---------- SUPPLIED RECORDS ----------
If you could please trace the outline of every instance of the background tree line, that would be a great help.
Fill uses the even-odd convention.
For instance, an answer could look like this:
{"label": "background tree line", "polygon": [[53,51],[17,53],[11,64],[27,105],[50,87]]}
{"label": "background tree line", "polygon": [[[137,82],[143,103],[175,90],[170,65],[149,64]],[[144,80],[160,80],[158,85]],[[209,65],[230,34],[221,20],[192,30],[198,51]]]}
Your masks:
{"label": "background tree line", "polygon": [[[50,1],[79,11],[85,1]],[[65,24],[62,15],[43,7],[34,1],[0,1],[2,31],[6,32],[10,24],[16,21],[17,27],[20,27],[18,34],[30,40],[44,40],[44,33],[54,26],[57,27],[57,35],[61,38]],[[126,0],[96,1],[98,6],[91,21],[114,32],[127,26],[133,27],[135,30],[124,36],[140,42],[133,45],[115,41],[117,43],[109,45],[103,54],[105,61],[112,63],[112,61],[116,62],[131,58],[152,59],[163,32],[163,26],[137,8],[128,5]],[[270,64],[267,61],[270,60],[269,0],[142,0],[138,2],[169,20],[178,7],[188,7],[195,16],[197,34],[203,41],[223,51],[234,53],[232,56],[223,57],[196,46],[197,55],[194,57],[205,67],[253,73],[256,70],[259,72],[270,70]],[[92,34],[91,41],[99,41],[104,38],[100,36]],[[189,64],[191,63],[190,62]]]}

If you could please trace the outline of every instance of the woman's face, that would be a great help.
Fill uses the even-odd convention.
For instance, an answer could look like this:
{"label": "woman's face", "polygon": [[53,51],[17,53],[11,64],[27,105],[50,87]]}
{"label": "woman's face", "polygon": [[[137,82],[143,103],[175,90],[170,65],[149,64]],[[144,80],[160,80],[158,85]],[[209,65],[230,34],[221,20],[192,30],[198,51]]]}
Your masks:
----------
Copy out every one of the lines above word for word, changing nothing.

If you could please trace the outline of every instance of the background tree line, that would be a great help.
Fill uses the even-odd convention.
For instance, an answer could look like this:
{"label": "background tree line", "polygon": [[53,51],[17,53],[11,64],[27,105],[50,87]]}
{"label": "background tree line", "polygon": [[[137,82],[143,103],[175,90],[170,65],[149,64]],[[144,80],[160,80],[158,85]],[[209,65],[230,34],[221,20],[192,30],[198,51]]]}
Your masks:
{"label": "background tree line", "polygon": [[[50,1],[79,11],[85,1]],[[65,24],[62,15],[43,7],[34,1],[0,1],[2,31],[6,32],[10,24],[16,21],[17,27],[20,27],[18,34],[30,40],[44,40],[44,33],[54,26],[57,27],[57,35],[61,38]],[[126,0],[96,1],[98,6],[91,21],[114,32],[127,26],[133,27],[135,30],[124,36],[140,42],[133,45],[115,41],[117,43],[109,45],[103,54],[105,61],[112,63],[112,61],[116,62],[131,58],[152,59],[163,32],[163,26],[137,8],[128,5]],[[270,64],[267,61],[270,60],[269,0],[142,0],[138,2],[169,20],[178,7],[188,7],[195,16],[197,34],[203,41],[223,51],[234,53],[232,56],[223,57],[196,46],[197,55],[194,57],[205,67],[253,73],[256,70],[259,72],[270,70]],[[92,34],[91,41],[99,41],[104,38],[100,36]],[[189,64],[191,63],[190,62]]]}

If you could please trace the outline of every instance of the woman's face, that would be a great help.
Fill uses the even-odd convention.
For instance, an answer could look like this:
{"label": "woman's face", "polygon": [[53,51],[17,53],[11,64],[27,105],[50,87]]}
{"label": "woman's face", "polygon": [[[137,82],[143,103],[175,90],[170,65],[149,64]],[[144,80],[160,80],[158,85]],[[209,65],[230,34],[221,20],[192,30],[198,51]]]}
Your masks:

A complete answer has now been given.